Passage for review:
>>>
Holly Herndon’s Revolutionary AI Music
Award-winning performer Holly Herndon is using artificial intelligence to pioneer novel forms of composition, pushing back against AI-generated music that produces an endless glut of the same instead of anything radically new.

Composer Holly Herndon photographed in 2020. (Holly Herndon, Matt Dryhust / Ars Electronica / Flickr)
There’s a moment, about five minutes in to one of the most recent episodes of the podcast Interdependence, when the usual banter is brushed aside and the real stakes of the conversation become clear. “People are still talking about music,” cohost Mat Dryhurst says, “as if the world hasn’t changed significantly.”
For some years now, there have been few surer guides to the significance of that change than Dryhurst and his partner, the award-winning performer and composer Holly Herndon. Ever since 2020, Herndon and Dryhurst have uploaded new episodes of Interdependence once every week or so, featuring conversations with the likes of artificial intelligence (AI) researcher François Pachet, performance artist Marina Abramović and Taiwan’s inaugural minister of digital affairs, Audrey Tang. At times, the couple seem to be so far ahead of the curve that a note of frustration creeps into their voices at the rest of the world’s failure to see just how far the social and technological goalposts have shifted.
I first interviewed Herndon and Dryhurst back in 2013, at the time of her album Movement. At that time, other than as a tool for “smashing things together” and creating subtly shifting “textural elements,” artificial intelligence–type tools were not playing “a huge part” in Herndon’s music, she told me. But in the years since, the technology has moved fast. In November 2018, just as new kinds of large language models were being invented by corporations like Google and OpenAI, Herndon posted on Twitter: “AI is a deceptive, over abused term. Collective Intelligence (CI) is more useful. It’s often just us (our labor/data), in aggregate, harnessed to produce value by a few, who maybe have an easier time acting with impunity because we are distracted by fairytales about sentient robots.” Less than a week later, she released the first video from her third album Proto, a record which tackled these issues head-on.
<<<
Data to examine:
>>>
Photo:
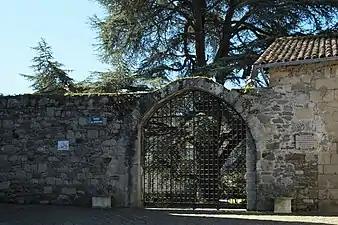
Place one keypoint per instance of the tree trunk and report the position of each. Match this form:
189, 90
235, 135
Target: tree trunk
199, 7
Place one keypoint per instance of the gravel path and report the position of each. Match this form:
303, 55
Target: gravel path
57, 215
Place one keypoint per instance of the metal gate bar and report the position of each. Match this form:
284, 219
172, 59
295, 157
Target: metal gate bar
194, 153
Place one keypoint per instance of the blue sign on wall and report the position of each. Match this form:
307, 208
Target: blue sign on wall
95, 120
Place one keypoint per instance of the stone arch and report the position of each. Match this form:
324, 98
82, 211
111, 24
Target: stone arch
239, 102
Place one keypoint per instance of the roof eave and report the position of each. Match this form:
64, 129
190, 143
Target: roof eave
294, 63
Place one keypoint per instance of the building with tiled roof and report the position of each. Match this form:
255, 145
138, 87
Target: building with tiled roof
288, 51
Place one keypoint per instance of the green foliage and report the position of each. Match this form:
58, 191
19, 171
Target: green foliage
219, 39
50, 77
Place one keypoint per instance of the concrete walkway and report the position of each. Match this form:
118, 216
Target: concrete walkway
58, 215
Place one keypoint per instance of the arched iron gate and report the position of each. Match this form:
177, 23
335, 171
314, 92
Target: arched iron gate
194, 149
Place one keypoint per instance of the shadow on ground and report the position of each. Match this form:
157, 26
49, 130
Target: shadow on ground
58, 215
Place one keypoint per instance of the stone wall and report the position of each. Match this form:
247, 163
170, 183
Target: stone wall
105, 158
309, 105
33, 170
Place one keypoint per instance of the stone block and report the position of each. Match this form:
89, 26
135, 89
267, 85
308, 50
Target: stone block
70, 135
328, 206
304, 113
334, 159
92, 134
101, 202
8, 124
324, 158
267, 179
330, 169
83, 121
328, 181
42, 168
315, 96
322, 194
333, 194
320, 169
329, 96
5, 185
48, 190
328, 83
110, 142
50, 111
68, 191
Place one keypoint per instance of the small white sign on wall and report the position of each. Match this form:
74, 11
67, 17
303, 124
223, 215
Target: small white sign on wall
63, 145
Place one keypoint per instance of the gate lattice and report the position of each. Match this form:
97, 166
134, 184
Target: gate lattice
194, 149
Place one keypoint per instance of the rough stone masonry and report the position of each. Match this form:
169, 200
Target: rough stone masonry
104, 157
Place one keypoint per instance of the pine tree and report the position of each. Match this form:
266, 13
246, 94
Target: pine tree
49, 75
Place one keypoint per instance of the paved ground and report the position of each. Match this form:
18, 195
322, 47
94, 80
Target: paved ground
56, 215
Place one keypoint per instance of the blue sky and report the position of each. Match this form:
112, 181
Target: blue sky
63, 24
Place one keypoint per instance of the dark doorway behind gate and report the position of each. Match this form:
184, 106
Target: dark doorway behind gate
194, 152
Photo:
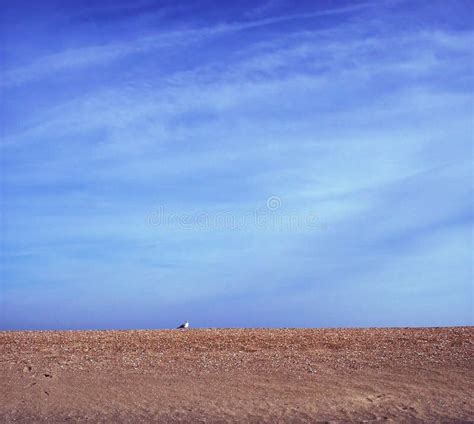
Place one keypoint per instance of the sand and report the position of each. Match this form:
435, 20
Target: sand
238, 375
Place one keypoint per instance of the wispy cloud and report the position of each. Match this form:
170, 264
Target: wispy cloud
340, 113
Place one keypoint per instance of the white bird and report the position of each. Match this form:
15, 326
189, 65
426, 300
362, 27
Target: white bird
185, 325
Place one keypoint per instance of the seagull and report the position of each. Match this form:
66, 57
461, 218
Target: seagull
185, 325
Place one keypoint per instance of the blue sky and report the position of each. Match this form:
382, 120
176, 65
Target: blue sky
269, 163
<<<
Task directions:
Summarize the article on Holly Herndon's AI music in two sentences.

Task output:
Award-winning composer and performer Holly Herndon uses artificial intelligence to pioneer new forms of composition, and since 2020 she and her partner Mat Dryhurst have released episodes of their podcast Interdependence about once a week, with guests such as François Pachet, Marina Abramović and Audrey Tang. Around her 2013 album Movement, Herndon said AI-type tools did not play a huge part in her music, but in November 2018 she posted that "Collective Intelligence" is a more useful term than AI, and less than a week later she released the first video from her third album, Proto, which tackled these issues head-on.